*EXCERPT*.
According to a popular research on Spotify, there exist 1300 genres of music in the world! But closer home, you will be hard pressed to find credible, all-encompassing research about music genres of India that represents every nook and corner of this vast country. Like the food and dialect, music too changes every milestone. What is also not so well known is the legend that the origin of music can in fact be traced to ancient India, to ‘OM’, the Shabda Brahma or the sound made by Lord Brahma, from which all other sounds including music emanated. According to Musicologists, sound emanates as a result of the friction between air and matter and reverberates through the galaxies. The first divine instrumentalist is believed to be Narada, who played his ektara (one stringed instrument) as an accompaniment to his frequent two-worder Narayan – Narayan.

Indian music has had deep and durable linkages with religious traditions and rituals. Bhajans and keertans and innumerable songs extolling the wonders of God almighty have been movingly sung in Kirtans, Sufi recitations and Christian carols. In fact one of the recognised ways of reaching the ultimate and realising salvation is through music. There is even a treatise called ‘Samaveda’ that proclaims music as a path to deliverance. If you notice, many saints and savants and indeed numerous Gods and Goddesses in the Hindu pantheon carry musical instruments. The veena of Goddess Saraswati, the damroo of Lord Shiva, the flute of Lord Krishna and the ektara of Narada are illustrative examples of the close and intimate relation between music and mythology in India.

In tribal society too, music is an integral part of life. Songs, dances and musical instruments are frequently used to mark every occasion, from birth to death. The origins of classical music can be traced to tribal tunes and songs. In fact, in the past, masters such as Pandit Kumar Gandharva and Bhimsen Joshi have presented the sensuous beauty of folk music in the sophisticated medium and matrix of classical tradition. Folk music is the seminal seed from which flows many genres. Yes, even some of your favourite contemporary hits may owe their popularity to folk music!

*WRITTEN EXERCISE 1*. In the passage on Indian music, who is believed to be the first divine instrumentalist?
*WRITTEN EXERCISE 2*. For each statement, say whether it agrees with the passage on Indian music, and quote the words of the passage that decide it. (a) According to Spotify research, there are 1300 genres of music in the world. (b) A treatise called the Samaveda presents music as a path to deliverance. (c) The passage links the flute to Lord Shiva.
The entries that follow were taken from a different source than the passage on Indian music.

*RECORD LIST*.
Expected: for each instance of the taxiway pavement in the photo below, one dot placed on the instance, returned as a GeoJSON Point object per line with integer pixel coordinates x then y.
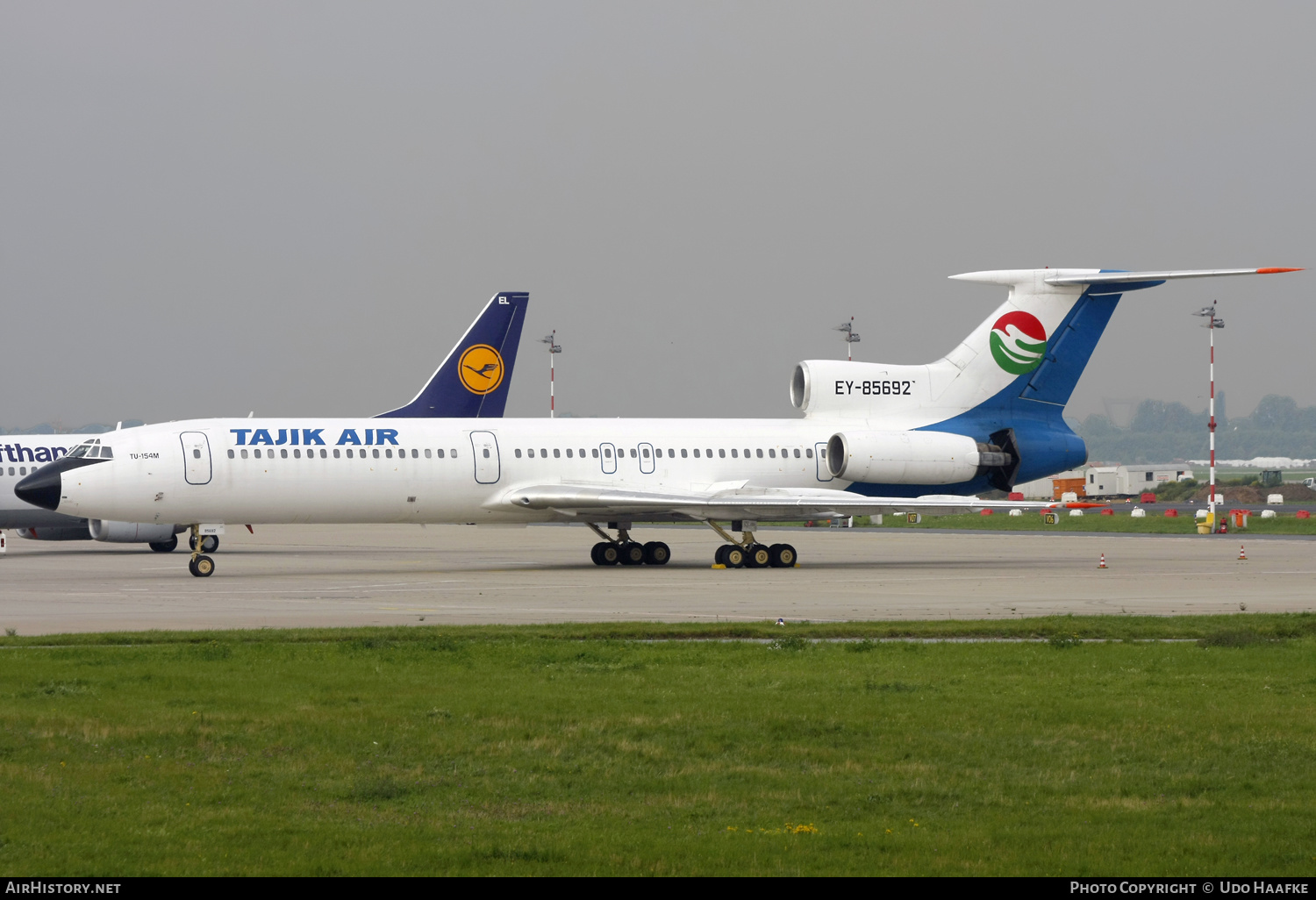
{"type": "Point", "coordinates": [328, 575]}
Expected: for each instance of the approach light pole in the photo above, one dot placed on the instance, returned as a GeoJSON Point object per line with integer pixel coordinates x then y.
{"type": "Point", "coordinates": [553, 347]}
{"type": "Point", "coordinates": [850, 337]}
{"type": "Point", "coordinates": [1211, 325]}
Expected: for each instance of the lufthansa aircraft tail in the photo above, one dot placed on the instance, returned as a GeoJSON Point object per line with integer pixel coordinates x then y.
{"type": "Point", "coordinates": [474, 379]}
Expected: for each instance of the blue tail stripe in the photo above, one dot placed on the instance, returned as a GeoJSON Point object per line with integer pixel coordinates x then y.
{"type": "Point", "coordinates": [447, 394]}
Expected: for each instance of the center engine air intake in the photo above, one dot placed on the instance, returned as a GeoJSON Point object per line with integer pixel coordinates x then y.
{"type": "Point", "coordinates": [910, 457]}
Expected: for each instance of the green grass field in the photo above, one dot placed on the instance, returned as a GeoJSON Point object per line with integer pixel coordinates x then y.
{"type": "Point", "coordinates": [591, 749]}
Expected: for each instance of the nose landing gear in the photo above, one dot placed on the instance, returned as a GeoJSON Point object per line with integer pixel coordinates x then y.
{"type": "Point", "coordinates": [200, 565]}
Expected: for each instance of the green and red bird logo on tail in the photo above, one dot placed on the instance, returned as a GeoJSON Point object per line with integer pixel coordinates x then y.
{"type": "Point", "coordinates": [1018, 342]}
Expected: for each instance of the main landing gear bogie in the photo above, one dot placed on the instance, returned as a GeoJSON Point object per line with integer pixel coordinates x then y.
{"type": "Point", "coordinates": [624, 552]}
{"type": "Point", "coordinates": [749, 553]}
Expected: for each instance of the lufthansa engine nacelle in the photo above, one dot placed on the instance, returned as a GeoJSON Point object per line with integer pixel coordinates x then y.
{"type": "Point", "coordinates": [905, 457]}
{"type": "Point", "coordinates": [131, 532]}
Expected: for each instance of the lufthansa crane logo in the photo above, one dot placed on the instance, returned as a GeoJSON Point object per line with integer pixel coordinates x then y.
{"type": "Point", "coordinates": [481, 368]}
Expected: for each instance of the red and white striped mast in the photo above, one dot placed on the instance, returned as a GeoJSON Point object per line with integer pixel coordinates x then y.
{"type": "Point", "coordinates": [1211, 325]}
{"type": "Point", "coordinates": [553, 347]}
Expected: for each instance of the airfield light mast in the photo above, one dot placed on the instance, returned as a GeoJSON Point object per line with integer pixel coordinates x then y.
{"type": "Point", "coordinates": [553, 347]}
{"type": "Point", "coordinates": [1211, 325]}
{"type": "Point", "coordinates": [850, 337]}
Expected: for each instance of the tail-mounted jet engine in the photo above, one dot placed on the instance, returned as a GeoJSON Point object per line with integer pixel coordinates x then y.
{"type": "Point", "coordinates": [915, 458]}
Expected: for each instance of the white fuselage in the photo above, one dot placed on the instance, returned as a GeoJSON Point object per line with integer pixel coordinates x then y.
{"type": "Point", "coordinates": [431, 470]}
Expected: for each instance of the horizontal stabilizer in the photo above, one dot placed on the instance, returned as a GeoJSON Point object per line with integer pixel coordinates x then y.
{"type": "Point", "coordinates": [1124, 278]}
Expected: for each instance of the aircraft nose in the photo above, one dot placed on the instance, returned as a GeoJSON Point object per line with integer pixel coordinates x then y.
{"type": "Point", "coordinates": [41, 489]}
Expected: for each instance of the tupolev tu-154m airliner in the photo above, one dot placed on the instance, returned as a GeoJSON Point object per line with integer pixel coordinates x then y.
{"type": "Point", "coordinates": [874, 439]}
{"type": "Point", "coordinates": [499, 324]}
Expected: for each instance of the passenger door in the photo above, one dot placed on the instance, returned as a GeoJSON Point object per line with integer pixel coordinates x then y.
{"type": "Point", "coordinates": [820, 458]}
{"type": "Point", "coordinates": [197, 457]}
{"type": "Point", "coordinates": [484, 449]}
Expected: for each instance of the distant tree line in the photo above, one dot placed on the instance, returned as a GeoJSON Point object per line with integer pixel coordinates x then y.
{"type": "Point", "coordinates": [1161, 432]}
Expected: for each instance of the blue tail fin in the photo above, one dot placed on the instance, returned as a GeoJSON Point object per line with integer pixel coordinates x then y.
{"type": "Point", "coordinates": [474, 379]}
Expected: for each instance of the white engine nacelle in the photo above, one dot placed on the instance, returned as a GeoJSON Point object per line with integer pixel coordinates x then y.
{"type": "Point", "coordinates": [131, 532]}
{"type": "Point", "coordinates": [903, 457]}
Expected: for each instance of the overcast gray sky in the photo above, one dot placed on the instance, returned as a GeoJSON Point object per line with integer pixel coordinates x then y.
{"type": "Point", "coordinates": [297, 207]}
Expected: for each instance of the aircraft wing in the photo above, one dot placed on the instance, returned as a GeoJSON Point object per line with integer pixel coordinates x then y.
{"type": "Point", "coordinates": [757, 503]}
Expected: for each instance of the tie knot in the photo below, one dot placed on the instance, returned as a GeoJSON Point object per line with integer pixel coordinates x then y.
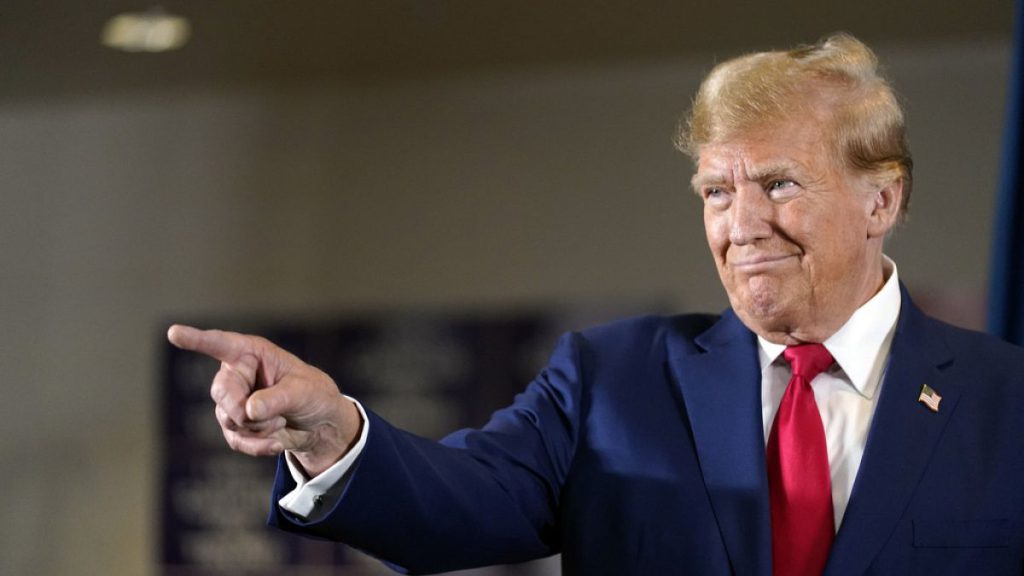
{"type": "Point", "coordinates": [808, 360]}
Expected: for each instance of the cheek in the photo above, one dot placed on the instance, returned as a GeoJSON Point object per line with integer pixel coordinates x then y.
==
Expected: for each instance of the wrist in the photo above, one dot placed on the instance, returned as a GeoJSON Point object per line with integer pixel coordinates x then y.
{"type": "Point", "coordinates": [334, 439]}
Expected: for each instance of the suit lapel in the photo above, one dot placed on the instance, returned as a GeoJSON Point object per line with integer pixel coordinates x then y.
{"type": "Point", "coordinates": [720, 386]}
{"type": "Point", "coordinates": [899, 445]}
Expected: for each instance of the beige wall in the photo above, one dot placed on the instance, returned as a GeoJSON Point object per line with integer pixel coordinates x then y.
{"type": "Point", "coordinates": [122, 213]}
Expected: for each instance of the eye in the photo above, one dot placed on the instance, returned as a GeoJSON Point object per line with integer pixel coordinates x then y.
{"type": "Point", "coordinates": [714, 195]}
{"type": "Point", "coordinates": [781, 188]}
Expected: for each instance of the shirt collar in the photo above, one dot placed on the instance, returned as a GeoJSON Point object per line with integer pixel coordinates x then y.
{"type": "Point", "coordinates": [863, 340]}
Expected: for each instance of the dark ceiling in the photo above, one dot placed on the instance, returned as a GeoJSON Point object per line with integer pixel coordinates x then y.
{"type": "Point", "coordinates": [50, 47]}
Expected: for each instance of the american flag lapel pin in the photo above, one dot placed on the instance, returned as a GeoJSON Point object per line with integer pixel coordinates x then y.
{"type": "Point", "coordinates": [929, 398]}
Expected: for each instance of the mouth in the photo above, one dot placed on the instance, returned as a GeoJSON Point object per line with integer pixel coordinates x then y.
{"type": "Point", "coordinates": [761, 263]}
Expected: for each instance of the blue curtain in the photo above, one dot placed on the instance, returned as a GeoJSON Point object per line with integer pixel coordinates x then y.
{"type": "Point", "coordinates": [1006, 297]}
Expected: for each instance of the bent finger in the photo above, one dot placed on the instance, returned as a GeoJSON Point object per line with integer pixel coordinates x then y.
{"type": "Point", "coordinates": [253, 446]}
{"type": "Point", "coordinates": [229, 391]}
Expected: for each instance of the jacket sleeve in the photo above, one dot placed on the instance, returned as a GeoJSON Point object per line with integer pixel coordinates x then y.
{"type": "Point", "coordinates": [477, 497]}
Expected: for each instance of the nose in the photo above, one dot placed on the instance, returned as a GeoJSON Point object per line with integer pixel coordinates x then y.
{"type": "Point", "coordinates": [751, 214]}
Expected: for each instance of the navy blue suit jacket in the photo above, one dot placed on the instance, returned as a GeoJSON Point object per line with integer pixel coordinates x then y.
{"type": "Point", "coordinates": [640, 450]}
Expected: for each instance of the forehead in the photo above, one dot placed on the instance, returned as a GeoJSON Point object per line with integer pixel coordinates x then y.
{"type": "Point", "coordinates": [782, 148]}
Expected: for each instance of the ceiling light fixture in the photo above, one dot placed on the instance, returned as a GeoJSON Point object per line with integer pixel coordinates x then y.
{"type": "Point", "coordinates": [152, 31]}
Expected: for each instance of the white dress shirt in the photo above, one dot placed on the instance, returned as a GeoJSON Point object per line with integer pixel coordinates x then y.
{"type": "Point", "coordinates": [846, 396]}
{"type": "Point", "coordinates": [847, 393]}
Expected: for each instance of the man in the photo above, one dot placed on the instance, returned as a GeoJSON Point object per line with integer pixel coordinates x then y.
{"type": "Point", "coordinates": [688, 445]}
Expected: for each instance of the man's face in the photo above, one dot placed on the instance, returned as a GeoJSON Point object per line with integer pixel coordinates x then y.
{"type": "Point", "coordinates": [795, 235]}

*FULL OUTPUT 1*. Narada, who played the ektara.

*FULL OUTPUT 2*.
(a) Yes: "According to a popular research on Spotify, there exist 1300 genres of music in the world!"
(b) Yes: "There is even a treatise called ‘Samaveda’ that proclaims music as a path to deliverance."
(c) No: "the damroo of Lord Shiva, the flute of Lord Krishna"